**SOURCE EXCERPT**:
****

As an investigative reporter, I’m accustomed to digging up information that’s been deliberately buried. But I underestimated the archeological excavation it would take to unearth details from a public document. Not just a public document, but a law passed by Congress and signed by the President, and one having to do with how the dollars spent on our nation’s defense are being allocated during a time when two wars are being waged.
I was looking for earmarks—pet projects lawmakers insert into spending bills, usually as favors for particular constituencies in their district or state. What I wanted to examine was whether the people and companies benefiting from these military-related earmarks had donated to the campaign of the person who had inserted their request in the legislation. In other words, I wanted to investigate whether members of Congress were reaping campaign dollars in return for their generosity in doling out tax dollars.
It’s a simple question, and naively I thought getting the answer would be relatively easy. But I’m an outsider to Washington, D.C., and it turned out that my reporting on this story taught me a surprising lesson about Capitol Hill. While Congress might be a cornerstone of American democracy, it is the most secretive public body I’d ever covered.
The only real public documents on Capitol Hill come in the form of press releases. In recent years, it’s become a common practice—among at least half of the lawmakers—to tout how they successfully added earmarks to pieces of legislation and thereby garnered mostly favorable stories from their hometown press. So it was to these press releases I was ultimately forced to turn, given that the actual documents in Congress—the kind I routinely am able to get from local and state governmental bodies—are secret. Though lawmakers passed the Freedom of Information Act to deal with such abuses of power in the wake of Watergate, the law covers only the executive branch. Congress made itself exempt.

****

**SUPPLIED MATERIAL**:
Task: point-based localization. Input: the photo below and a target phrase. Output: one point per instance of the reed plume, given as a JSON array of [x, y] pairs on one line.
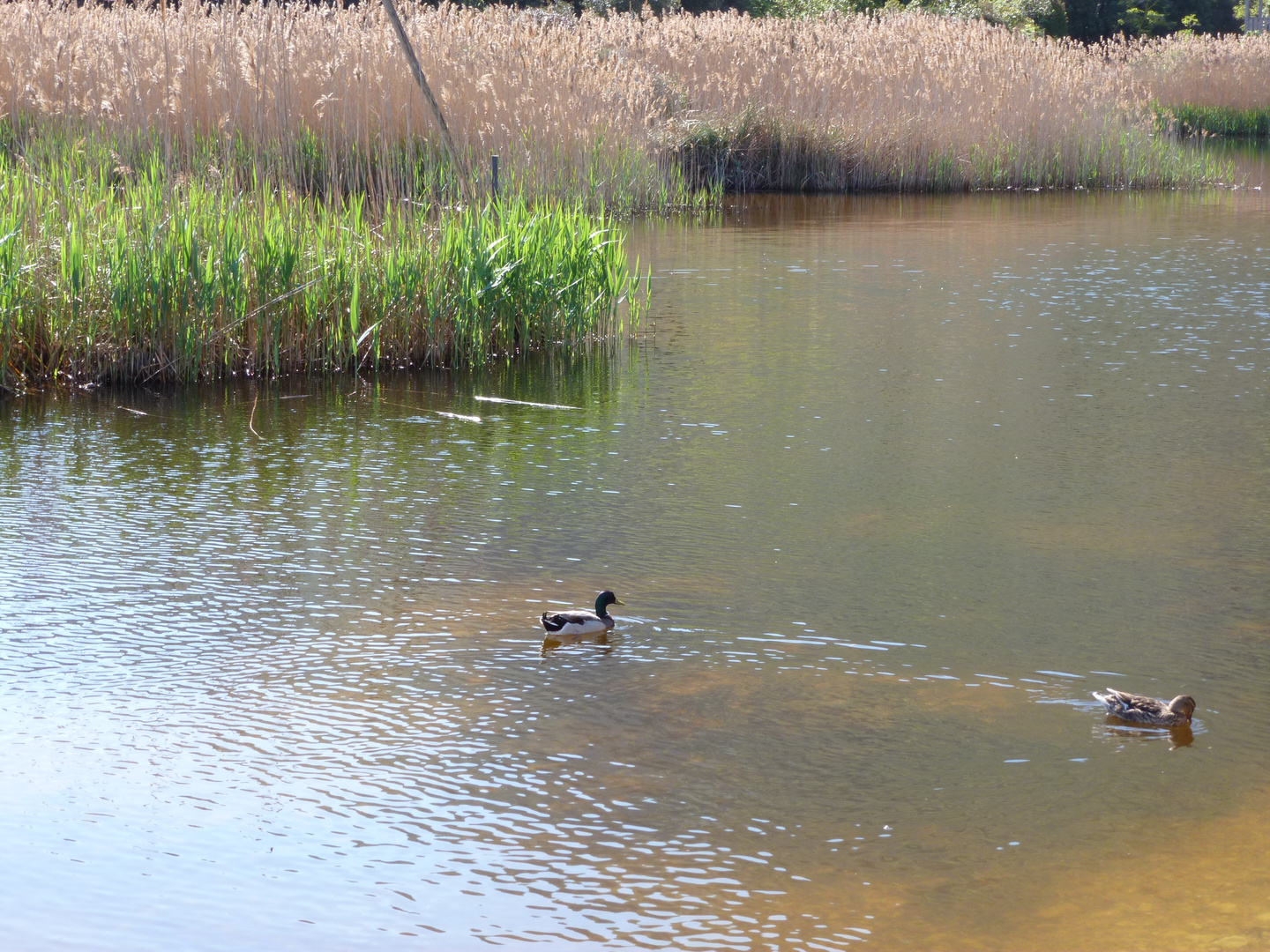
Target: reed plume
[[615, 111]]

****

**DIRECTION 1**: According to the passage on congressional earmarks, which branch of government does the Freedom of Information Act cover?
**DIRECTION 2**: Extend the passage on congressional earmarks, picking up after its final sentence.
The lines above have no connection to the passage on congressional earmarks.

**WRITTEN ANSWER 1**: It covers only the executive branch.

**WRITTEN ANSWER 2**:
Searching for Earmarks
I tried to plum the few documents that Congress does make public. At first, I felt pretty confident that they’d lead me to some answers. After all, while lawmakers control the purse strings, they do so through a legislative process. Earmarks have to be put in bills to become law. Surely, Congress can’t hide what is actually printed and even embossed in a public law.
As I started to read the 2007 defense appropriations bill, I found a few earmarks. I knew there had to be more. The Congressional Research Service had counted 16,000 earmarks among several appropriations bills in 2005, at a total cost of $52 billion. Where were the hundreds of earmarks I’d expected to find in this year’s defense department bill?
Fortunately, I stumbled across an article written by former Senate aide Winslow Wheeler. It offered a detailed guide to finding earmarks, and after reading it I gave Wheeler a call at the Center for Defense Information, a think tank where he now works. Earmarks aren’t actually in the law, he explained to me. They’re buried in the “joint explanatory statement,” a report intended to explain how the Senate and House resolved their differences on a particular bill. Wording in legislation tends to be carefully crafted to withstand scrutiny from the courts, but not so with the explanatory statement, an informal document that doesn’t carry the same legal burden.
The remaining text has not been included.